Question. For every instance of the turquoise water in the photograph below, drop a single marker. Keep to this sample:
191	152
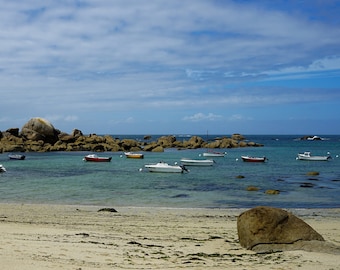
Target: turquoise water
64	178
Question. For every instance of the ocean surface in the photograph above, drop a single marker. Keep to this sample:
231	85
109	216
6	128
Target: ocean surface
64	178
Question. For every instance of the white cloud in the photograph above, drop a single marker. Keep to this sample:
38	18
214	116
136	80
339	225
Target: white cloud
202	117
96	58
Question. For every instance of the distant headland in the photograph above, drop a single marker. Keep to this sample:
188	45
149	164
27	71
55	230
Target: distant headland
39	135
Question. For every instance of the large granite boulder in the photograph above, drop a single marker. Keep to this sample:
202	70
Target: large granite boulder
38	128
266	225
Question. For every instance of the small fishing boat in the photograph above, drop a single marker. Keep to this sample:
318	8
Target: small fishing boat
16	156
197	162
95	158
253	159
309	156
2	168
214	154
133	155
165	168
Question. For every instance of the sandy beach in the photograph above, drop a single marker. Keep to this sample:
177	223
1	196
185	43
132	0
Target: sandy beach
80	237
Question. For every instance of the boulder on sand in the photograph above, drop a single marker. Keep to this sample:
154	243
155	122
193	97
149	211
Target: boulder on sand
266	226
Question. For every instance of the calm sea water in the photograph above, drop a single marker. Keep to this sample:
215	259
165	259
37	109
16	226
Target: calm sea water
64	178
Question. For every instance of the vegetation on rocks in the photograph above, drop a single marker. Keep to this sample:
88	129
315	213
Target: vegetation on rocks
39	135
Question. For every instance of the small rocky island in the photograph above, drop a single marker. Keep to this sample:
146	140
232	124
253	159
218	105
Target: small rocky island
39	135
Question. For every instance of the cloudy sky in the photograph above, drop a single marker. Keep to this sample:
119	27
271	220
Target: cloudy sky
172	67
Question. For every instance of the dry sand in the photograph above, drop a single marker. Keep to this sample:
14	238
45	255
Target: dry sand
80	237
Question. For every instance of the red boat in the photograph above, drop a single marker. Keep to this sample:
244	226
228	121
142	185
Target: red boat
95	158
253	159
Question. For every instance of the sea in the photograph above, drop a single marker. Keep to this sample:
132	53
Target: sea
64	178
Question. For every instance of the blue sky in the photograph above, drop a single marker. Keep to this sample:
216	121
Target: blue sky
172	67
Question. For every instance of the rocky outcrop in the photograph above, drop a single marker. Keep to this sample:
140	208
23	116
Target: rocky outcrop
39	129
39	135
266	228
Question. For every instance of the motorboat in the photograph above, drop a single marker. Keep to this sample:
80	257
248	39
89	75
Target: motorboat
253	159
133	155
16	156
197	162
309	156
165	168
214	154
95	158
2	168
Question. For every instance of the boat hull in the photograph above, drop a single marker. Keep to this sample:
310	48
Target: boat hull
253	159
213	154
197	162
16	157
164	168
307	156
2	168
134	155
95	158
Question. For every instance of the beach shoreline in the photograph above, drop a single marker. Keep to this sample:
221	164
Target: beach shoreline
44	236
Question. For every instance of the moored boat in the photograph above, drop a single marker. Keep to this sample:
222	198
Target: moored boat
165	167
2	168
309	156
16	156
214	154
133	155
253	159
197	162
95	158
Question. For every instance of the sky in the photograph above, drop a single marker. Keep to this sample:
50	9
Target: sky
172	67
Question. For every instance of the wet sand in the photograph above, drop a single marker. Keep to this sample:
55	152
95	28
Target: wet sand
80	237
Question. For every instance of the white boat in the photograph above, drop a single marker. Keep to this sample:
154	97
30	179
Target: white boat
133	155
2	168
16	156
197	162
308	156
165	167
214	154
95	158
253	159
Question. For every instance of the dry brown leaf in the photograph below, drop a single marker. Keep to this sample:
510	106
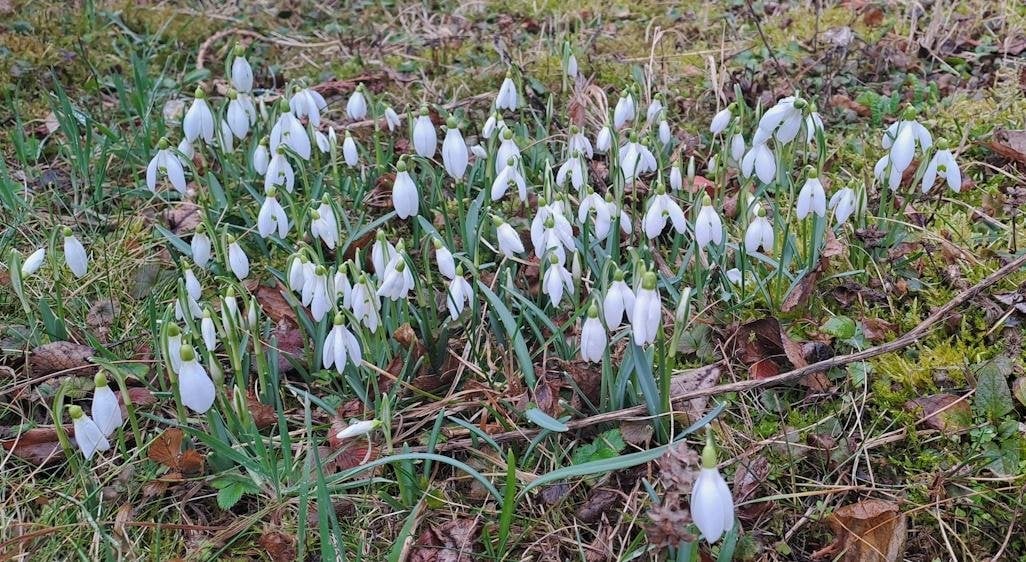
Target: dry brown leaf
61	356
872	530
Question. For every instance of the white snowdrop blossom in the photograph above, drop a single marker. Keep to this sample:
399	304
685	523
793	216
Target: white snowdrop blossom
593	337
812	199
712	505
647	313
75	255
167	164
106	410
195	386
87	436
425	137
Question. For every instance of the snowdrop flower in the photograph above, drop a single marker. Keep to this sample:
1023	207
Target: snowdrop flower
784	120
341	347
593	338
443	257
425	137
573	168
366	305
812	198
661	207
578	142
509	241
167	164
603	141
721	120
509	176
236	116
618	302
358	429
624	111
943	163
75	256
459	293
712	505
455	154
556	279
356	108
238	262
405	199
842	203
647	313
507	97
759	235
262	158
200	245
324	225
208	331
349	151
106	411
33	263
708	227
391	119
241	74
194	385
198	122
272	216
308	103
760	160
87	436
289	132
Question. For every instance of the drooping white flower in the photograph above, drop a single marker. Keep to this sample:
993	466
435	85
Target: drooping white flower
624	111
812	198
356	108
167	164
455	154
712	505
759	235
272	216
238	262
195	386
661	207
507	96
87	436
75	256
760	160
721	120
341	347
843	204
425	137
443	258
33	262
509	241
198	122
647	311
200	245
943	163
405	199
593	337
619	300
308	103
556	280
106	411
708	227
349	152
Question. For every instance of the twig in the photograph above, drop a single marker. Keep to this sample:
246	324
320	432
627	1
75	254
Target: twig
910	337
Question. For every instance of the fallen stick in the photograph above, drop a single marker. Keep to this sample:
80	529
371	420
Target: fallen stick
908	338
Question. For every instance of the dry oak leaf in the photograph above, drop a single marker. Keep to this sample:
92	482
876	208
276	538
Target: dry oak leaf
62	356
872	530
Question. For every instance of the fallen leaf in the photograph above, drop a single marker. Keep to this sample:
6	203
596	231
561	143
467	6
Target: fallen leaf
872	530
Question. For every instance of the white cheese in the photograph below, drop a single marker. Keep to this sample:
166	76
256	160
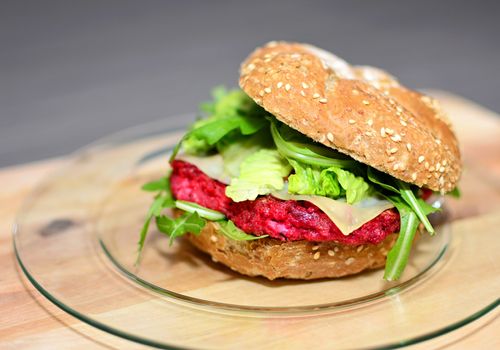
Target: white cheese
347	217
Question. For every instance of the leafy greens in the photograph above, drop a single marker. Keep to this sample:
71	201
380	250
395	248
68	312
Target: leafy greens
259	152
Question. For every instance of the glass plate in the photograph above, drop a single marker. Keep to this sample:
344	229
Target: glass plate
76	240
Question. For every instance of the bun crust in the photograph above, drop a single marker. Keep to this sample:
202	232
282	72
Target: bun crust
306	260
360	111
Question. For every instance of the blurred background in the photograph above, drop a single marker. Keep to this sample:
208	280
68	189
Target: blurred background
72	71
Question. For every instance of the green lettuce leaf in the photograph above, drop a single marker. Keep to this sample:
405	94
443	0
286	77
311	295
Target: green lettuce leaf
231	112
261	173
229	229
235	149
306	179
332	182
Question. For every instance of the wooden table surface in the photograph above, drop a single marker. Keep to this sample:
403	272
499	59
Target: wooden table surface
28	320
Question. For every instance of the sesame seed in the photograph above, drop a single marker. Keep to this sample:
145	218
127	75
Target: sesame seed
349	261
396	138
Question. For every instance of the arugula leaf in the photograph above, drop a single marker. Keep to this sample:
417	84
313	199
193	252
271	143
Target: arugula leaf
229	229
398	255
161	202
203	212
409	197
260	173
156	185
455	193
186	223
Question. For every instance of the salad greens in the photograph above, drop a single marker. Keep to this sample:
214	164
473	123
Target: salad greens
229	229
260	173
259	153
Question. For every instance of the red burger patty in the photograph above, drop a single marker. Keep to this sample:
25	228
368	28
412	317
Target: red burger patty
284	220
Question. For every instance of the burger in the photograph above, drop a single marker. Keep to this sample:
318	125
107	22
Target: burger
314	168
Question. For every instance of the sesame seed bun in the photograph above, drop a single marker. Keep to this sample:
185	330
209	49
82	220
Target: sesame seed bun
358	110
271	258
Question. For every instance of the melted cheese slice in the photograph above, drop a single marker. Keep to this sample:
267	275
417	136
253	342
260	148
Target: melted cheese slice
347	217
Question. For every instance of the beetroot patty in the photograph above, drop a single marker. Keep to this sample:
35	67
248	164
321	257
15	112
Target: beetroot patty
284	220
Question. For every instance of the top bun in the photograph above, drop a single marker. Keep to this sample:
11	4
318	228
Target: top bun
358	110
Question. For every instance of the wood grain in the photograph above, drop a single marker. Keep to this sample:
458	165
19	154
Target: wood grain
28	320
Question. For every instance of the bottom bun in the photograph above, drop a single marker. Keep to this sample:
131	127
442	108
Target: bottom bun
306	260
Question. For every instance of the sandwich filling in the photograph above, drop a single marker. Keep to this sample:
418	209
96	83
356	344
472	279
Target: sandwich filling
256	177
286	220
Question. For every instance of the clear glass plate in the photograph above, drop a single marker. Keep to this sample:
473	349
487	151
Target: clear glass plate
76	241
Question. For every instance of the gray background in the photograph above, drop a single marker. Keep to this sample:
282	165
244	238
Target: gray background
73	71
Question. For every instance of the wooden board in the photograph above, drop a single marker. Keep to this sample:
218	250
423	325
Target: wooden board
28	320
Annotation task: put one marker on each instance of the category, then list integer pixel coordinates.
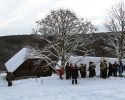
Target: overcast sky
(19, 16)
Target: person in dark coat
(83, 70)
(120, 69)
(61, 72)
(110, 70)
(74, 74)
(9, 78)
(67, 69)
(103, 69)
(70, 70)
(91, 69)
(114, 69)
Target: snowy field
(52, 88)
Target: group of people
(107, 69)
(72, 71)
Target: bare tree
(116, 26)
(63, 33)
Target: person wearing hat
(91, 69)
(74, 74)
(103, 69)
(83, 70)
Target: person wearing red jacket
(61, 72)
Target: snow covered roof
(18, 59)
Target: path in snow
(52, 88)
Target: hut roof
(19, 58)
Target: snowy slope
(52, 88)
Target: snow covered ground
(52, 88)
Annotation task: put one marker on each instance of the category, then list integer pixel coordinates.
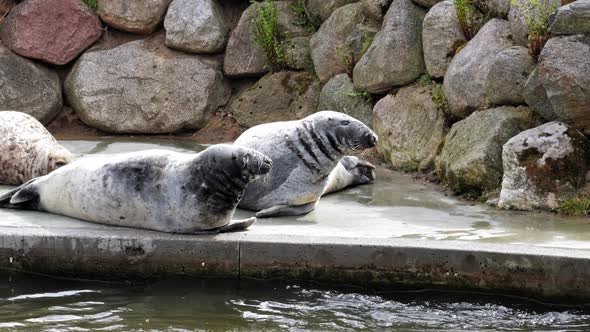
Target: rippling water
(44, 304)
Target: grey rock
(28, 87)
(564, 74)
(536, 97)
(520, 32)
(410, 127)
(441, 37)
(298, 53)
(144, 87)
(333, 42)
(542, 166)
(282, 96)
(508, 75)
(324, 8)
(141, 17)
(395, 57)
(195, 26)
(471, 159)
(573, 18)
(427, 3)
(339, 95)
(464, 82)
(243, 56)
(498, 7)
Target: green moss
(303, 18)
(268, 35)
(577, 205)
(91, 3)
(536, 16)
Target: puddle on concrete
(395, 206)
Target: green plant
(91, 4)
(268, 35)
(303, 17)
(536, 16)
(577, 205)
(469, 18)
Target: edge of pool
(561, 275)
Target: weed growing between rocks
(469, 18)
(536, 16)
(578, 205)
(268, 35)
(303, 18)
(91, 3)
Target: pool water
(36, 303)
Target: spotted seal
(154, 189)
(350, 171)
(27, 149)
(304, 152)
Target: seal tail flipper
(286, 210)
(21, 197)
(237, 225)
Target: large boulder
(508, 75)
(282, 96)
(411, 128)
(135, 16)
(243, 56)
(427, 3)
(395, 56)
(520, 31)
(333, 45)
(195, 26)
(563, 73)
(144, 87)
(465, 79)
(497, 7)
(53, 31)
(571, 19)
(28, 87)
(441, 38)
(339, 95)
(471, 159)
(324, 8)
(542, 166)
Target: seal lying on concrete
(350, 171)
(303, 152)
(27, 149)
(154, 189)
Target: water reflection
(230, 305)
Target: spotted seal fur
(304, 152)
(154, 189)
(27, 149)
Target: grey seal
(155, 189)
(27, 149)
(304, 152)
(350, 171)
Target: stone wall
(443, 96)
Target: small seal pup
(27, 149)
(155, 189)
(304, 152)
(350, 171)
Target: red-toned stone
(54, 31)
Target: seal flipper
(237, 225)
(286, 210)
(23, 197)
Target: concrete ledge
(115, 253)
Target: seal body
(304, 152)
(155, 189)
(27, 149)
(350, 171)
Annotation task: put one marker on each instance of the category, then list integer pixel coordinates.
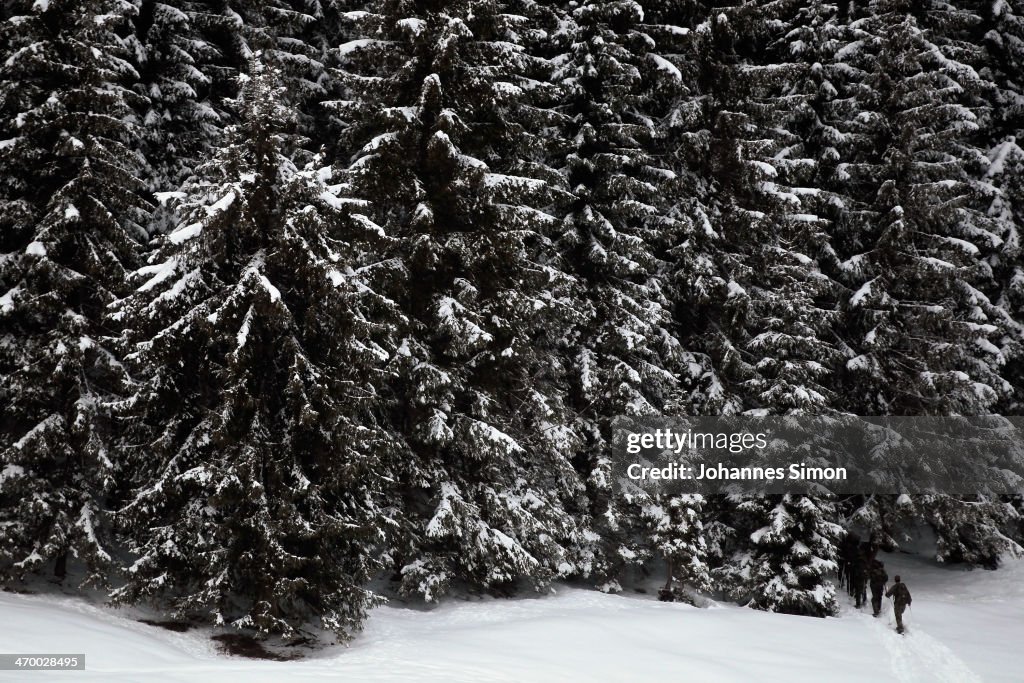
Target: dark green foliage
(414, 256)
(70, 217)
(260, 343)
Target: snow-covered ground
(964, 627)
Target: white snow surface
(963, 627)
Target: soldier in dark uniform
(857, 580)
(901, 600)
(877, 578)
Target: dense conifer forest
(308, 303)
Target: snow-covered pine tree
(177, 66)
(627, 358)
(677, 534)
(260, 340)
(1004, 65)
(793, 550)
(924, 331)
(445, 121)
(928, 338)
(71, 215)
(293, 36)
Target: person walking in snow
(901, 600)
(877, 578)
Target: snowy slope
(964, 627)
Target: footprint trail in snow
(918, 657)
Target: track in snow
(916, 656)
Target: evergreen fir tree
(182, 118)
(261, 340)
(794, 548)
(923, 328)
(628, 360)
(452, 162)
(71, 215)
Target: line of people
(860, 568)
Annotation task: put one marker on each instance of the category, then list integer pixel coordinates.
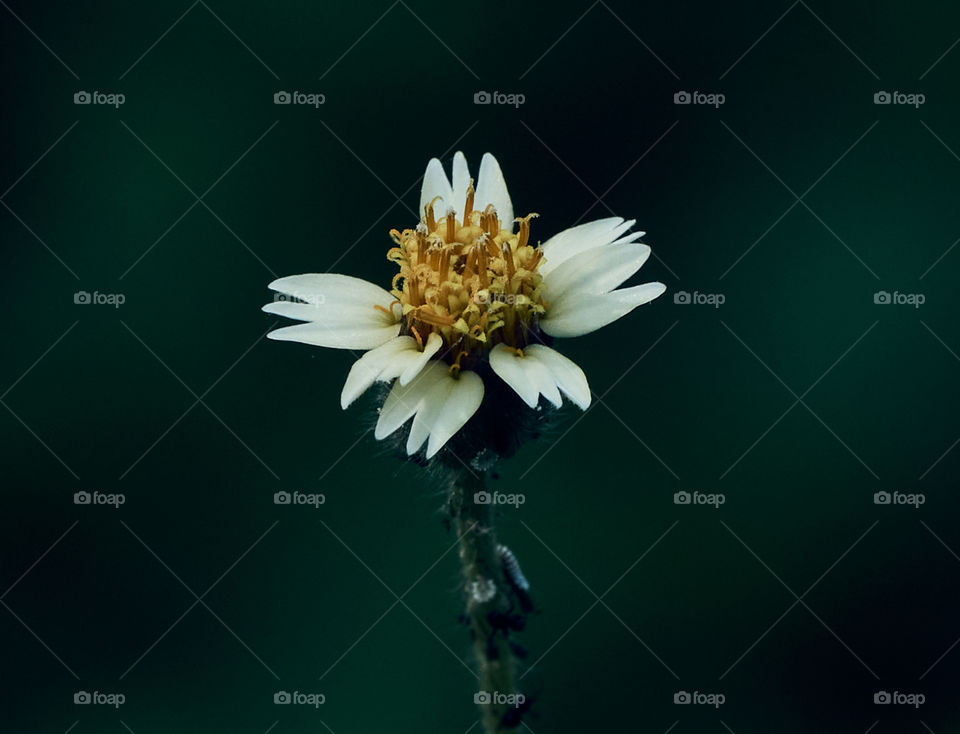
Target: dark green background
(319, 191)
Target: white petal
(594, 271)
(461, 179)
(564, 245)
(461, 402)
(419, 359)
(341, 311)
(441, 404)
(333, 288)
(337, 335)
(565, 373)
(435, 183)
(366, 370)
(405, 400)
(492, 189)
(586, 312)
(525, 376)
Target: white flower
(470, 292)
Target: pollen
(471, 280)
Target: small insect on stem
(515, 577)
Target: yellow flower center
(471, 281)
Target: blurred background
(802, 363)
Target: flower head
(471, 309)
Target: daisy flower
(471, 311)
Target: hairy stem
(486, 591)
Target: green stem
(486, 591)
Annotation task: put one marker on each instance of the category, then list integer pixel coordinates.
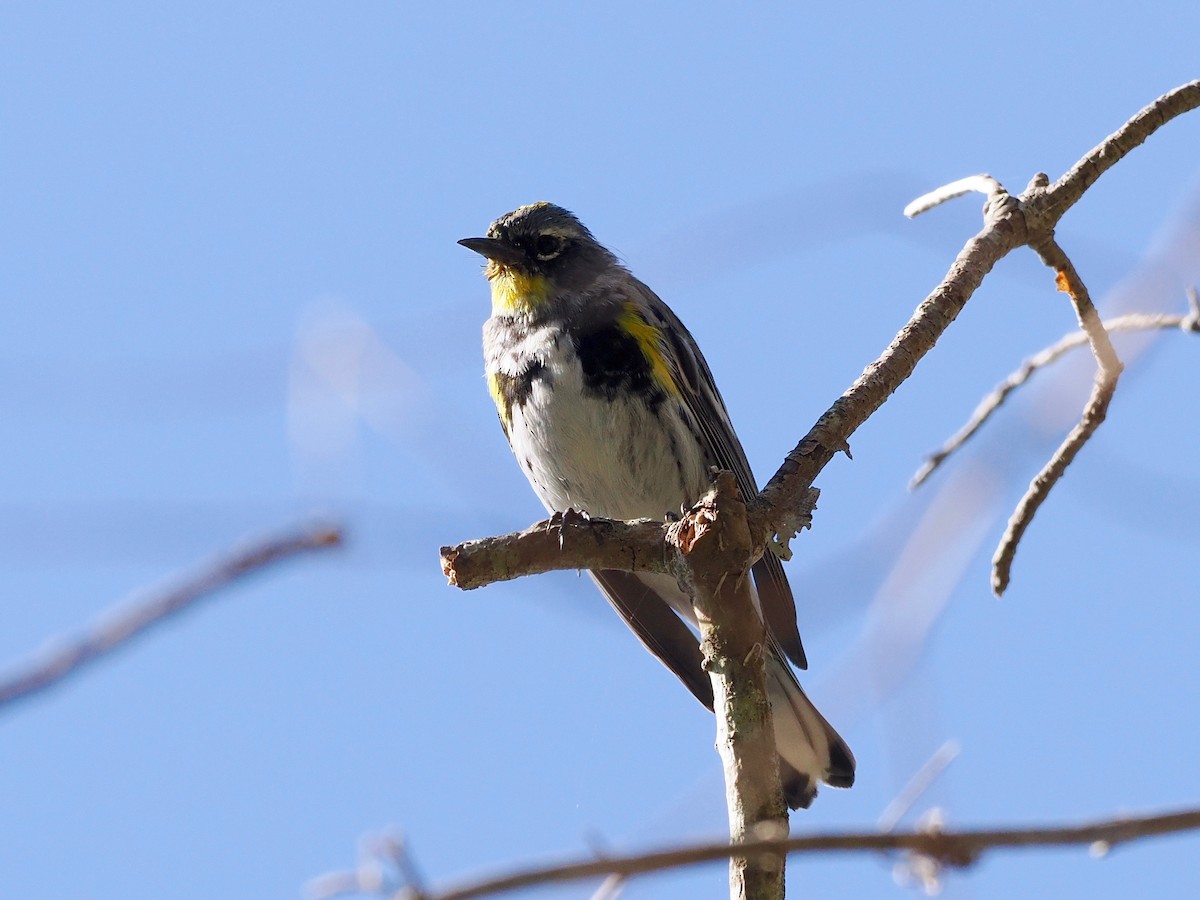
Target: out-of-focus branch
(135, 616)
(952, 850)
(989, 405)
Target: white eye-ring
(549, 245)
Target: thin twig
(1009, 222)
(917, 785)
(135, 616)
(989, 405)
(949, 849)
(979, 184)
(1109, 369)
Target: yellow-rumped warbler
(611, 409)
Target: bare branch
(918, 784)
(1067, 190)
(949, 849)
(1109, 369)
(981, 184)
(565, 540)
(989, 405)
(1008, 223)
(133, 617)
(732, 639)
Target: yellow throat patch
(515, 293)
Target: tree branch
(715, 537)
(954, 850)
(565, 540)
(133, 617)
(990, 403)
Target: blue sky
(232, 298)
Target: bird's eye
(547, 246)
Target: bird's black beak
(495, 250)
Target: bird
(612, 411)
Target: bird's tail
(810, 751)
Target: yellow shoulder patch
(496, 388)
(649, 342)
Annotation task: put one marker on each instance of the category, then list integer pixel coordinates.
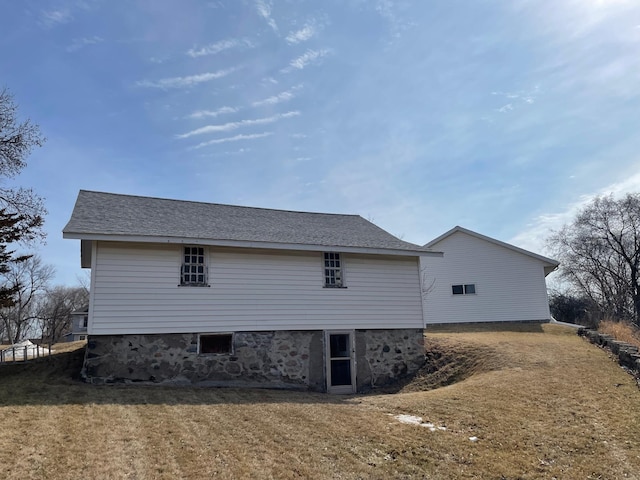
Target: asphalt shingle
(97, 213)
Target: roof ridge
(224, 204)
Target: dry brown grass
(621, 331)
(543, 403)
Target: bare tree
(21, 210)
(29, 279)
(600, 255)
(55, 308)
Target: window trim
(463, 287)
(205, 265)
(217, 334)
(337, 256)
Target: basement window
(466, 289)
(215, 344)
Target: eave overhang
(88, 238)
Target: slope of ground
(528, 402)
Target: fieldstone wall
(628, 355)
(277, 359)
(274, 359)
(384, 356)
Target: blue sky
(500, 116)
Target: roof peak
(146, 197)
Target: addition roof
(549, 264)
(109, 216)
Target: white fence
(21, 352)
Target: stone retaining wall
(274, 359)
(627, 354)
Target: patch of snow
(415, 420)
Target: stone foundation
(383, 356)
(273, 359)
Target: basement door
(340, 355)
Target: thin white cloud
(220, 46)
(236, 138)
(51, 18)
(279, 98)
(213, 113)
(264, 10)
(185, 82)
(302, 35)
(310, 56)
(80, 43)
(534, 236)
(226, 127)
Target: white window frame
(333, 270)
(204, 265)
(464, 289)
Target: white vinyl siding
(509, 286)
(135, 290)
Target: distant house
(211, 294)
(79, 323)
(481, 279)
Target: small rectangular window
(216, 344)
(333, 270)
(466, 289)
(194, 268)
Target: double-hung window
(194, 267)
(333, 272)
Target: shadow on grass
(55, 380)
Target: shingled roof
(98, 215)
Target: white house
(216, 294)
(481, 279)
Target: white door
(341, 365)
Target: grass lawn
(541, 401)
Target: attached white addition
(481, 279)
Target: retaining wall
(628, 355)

------

• Task goal:
Return exactly the lines from the one containing "Target: addition roof" to the last line of the data, and nothing more.

• Output for this task:
Target: addition roof
(549, 264)
(109, 216)
Target: white fence
(21, 352)
Target: stone retaining wall
(274, 359)
(627, 354)
Target: patch of snow
(415, 420)
Target: stone foundation
(383, 356)
(273, 359)
Target: basement door
(340, 355)
Target: thin white cloud
(220, 46)
(236, 138)
(51, 18)
(279, 98)
(213, 113)
(264, 10)
(185, 82)
(302, 35)
(310, 56)
(80, 43)
(534, 236)
(226, 127)
Target: white window frame
(333, 270)
(204, 265)
(464, 289)
Target: white vinyl siding
(509, 286)
(135, 290)
Target: distant house
(211, 294)
(79, 323)
(481, 279)
Target: small rectangular window
(216, 344)
(333, 270)
(466, 289)
(194, 268)
Target: double-hung window
(194, 267)
(333, 272)
Target: shadow on grass
(55, 380)
Target: shingled roof
(98, 215)
Target: white house
(216, 294)
(481, 279)
Target: white door
(341, 365)
Target: grass lawn
(541, 401)
Target: attached white addition
(481, 279)
Target: retaining wall
(628, 355)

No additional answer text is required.